EXERCISE MATERIAL:
# # # # #
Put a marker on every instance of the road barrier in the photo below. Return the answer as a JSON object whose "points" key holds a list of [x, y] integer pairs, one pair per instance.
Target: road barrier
# # # # #
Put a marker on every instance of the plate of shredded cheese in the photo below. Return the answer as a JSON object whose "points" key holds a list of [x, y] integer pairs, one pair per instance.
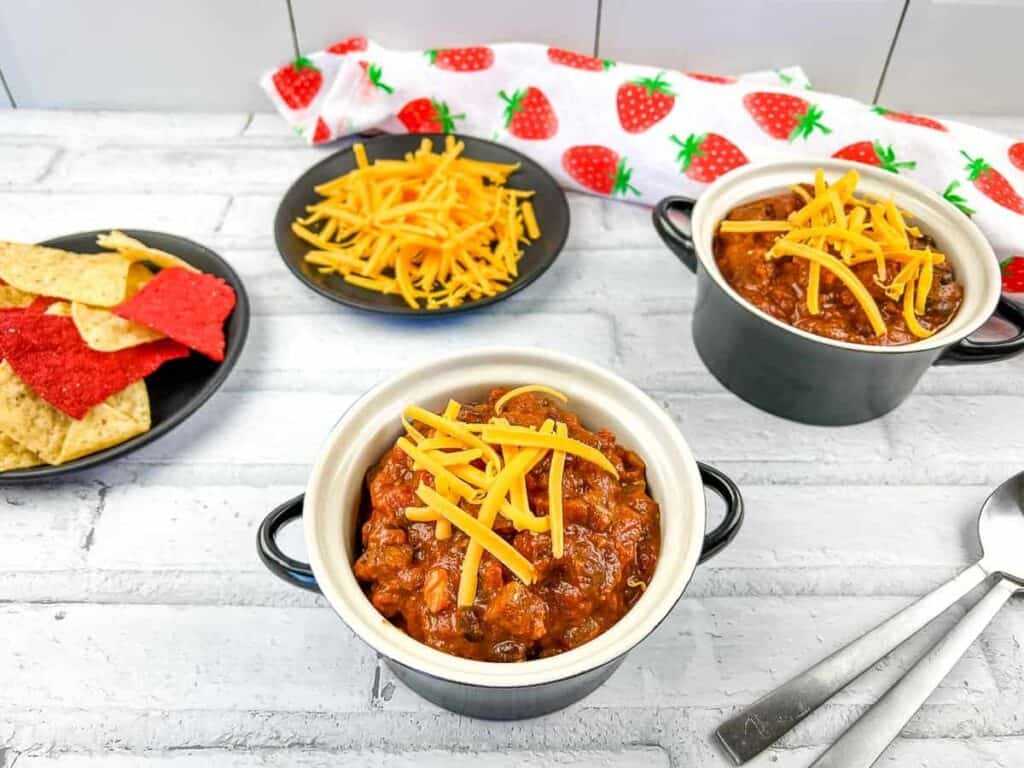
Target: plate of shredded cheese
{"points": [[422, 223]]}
# # # # #
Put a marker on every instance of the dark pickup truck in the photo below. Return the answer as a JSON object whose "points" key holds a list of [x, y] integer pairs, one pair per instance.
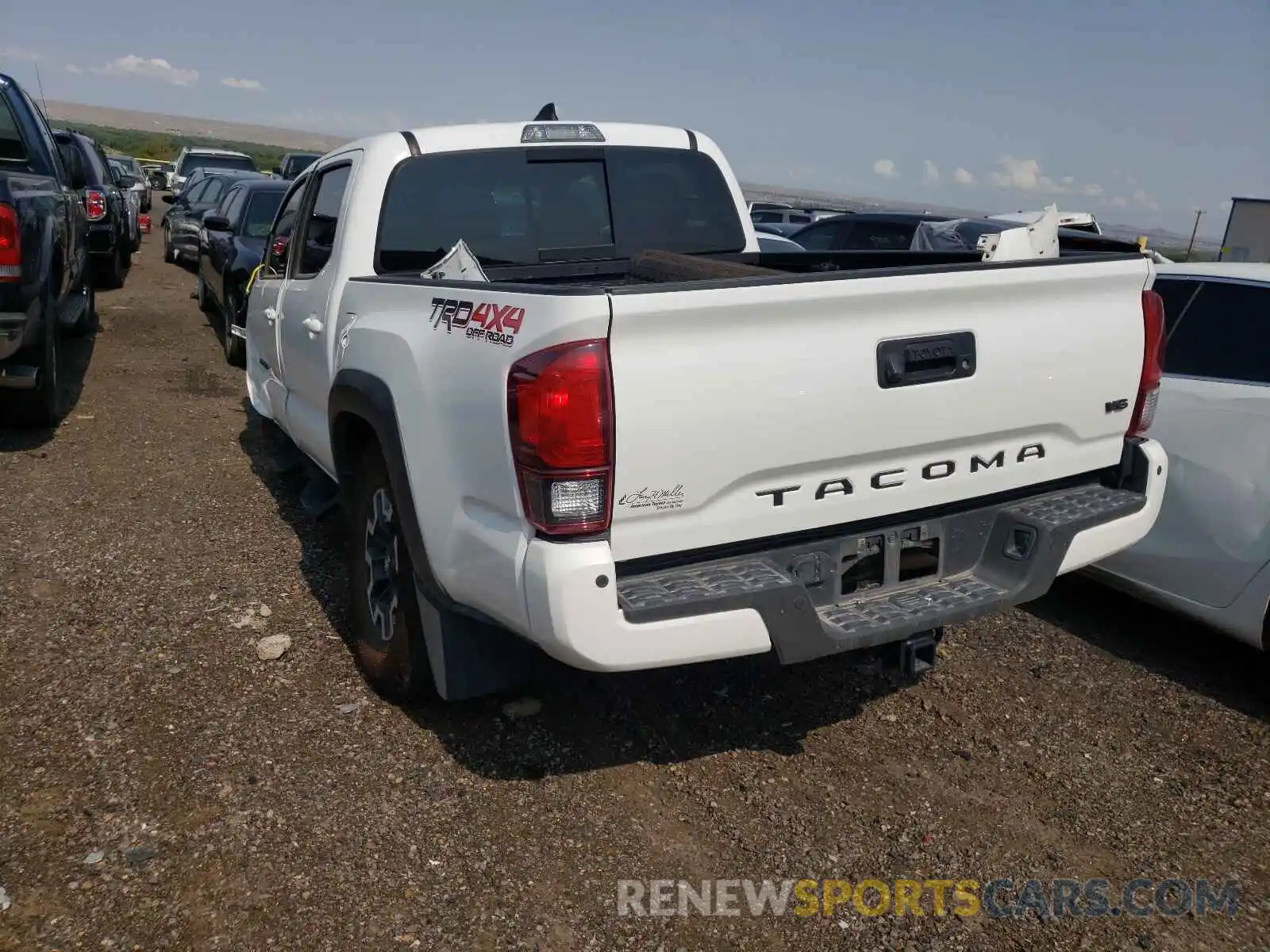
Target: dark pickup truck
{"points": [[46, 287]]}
# # # # #
WRITTEN PROBLEM:
Please list each of the lines above that contains the word "Return".

EXERCISE SOLUTION:
Put a marker on every instance of the road barrier in the photo below. Return the answer as a JSON object whose "points" key holds a list of [x, y] integer pairs, one pair per instance.
Put a marker on every instance of the plate of shredded cheese in the photo below. Return the answer as a JSON object whose "points" key holds a list of [x, y] integer pairs, one pair per instance.
Put a marker on every instance of the dark pickup truck in the photo below. Return the answer as a JSON object whose "points" key holds a list of [x, y] integer pairs, one pair per instance.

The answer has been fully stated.